[Rows of box annotation data]
━━━

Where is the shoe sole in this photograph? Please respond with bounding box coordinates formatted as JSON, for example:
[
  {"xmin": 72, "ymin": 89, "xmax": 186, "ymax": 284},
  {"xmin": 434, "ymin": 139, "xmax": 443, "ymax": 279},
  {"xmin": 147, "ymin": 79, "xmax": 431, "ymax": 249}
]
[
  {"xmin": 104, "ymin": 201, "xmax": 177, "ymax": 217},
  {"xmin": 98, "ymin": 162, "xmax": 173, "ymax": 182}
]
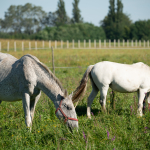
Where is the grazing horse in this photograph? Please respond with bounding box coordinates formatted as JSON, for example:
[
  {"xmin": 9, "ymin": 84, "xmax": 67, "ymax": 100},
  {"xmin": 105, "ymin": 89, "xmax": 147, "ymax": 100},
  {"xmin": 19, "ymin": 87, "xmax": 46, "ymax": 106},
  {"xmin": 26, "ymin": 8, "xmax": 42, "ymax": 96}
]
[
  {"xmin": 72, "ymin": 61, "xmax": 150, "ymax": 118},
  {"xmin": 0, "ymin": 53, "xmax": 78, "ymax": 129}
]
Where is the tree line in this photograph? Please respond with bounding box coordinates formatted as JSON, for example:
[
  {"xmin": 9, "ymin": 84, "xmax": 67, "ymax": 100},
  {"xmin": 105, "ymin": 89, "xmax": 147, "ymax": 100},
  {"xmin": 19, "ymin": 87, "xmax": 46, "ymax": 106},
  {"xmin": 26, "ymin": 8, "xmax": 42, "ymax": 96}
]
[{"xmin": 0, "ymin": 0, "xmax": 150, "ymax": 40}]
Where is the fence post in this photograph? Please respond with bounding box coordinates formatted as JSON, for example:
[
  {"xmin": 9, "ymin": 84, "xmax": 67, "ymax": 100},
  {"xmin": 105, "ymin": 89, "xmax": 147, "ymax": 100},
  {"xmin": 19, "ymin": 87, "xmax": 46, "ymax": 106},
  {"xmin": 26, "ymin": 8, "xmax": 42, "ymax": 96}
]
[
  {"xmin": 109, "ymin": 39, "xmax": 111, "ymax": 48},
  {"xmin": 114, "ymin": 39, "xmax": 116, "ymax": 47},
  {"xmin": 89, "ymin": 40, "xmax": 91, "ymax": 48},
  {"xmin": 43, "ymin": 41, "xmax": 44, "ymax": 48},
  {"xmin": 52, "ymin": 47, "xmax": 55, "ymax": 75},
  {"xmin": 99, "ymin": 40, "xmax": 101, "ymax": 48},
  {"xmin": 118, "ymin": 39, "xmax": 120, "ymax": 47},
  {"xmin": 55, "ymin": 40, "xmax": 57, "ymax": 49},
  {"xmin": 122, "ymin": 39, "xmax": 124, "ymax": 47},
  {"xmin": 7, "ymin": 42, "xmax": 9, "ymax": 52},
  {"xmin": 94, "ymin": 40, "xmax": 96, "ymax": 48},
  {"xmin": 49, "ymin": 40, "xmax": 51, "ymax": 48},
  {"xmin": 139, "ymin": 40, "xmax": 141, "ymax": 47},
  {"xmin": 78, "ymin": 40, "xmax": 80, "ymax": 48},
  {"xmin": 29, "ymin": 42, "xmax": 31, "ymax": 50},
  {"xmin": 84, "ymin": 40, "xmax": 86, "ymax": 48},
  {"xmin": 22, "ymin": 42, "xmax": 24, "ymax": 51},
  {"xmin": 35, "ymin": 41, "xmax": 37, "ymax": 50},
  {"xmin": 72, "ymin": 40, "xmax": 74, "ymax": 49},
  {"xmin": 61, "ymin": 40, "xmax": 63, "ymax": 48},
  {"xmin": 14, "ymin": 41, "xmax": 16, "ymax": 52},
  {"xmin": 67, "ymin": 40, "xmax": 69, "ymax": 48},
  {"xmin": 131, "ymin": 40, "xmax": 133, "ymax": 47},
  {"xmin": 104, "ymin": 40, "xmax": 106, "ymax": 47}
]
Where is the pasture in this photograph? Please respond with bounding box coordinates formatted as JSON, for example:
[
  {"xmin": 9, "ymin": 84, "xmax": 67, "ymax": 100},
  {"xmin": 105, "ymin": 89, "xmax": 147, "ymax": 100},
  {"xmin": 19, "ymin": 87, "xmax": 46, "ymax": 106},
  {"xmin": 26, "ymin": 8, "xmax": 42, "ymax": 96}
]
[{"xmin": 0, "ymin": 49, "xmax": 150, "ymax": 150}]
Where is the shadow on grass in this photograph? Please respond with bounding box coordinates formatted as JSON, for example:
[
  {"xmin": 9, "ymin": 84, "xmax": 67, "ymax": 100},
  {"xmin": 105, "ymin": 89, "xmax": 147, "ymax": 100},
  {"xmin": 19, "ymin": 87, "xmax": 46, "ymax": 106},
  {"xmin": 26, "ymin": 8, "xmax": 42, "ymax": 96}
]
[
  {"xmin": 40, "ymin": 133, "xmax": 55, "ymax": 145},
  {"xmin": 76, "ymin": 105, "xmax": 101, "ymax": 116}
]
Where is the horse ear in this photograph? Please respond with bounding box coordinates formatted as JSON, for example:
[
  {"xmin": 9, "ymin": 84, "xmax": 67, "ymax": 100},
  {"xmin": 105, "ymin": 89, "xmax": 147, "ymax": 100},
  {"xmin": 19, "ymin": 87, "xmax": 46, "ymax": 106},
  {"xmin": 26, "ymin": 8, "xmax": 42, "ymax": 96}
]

━━━

Task statement: Retype, exactly and only, the lines running from the one with "Where is the pasture" through the final line of the listing above.

Problem solution:
Where is the pasture in this photograph? Please respond with bounding box coordinates formatted as JSON, for example:
[
  {"xmin": 9, "ymin": 84, "xmax": 67, "ymax": 100},
  {"xmin": 105, "ymin": 89, "xmax": 147, "ymax": 100},
  {"xmin": 19, "ymin": 87, "xmax": 46, "ymax": 106},
  {"xmin": 26, "ymin": 8, "xmax": 42, "ymax": 96}
]
[{"xmin": 0, "ymin": 49, "xmax": 150, "ymax": 150}]
Where is the shadow on grass in this photograph? Please respond with bounding box coordinates formatted as JSON, for example:
[
  {"xmin": 9, "ymin": 84, "xmax": 67, "ymax": 100},
  {"xmin": 105, "ymin": 89, "xmax": 147, "ymax": 100},
  {"xmin": 19, "ymin": 87, "xmax": 46, "ymax": 106},
  {"xmin": 26, "ymin": 8, "xmax": 42, "ymax": 96}
]
[
  {"xmin": 40, "ymin": 133, "xmax": 55, "ymax": 145},
  {"xmin": 76, "ymin": 105, "xmax": 101, "ymax": 116}
]
Where is the horse ear in this photograph? Please respond with bounding box coordinates formatted as JSON, for example:
[
  {"xmin": 9, "ymin": 84, "xmax": 67, "ymax": 100},
  {"xmin": 105, "ymin": 89, "xmax": 147, "ymax": 100},
  {"xmin": 19, "ymin": 87, "xmax": 46, "ymax": 106},
  {"xmin": 26, "ymin": 8, "xmax": 42, "ymax": 96}
]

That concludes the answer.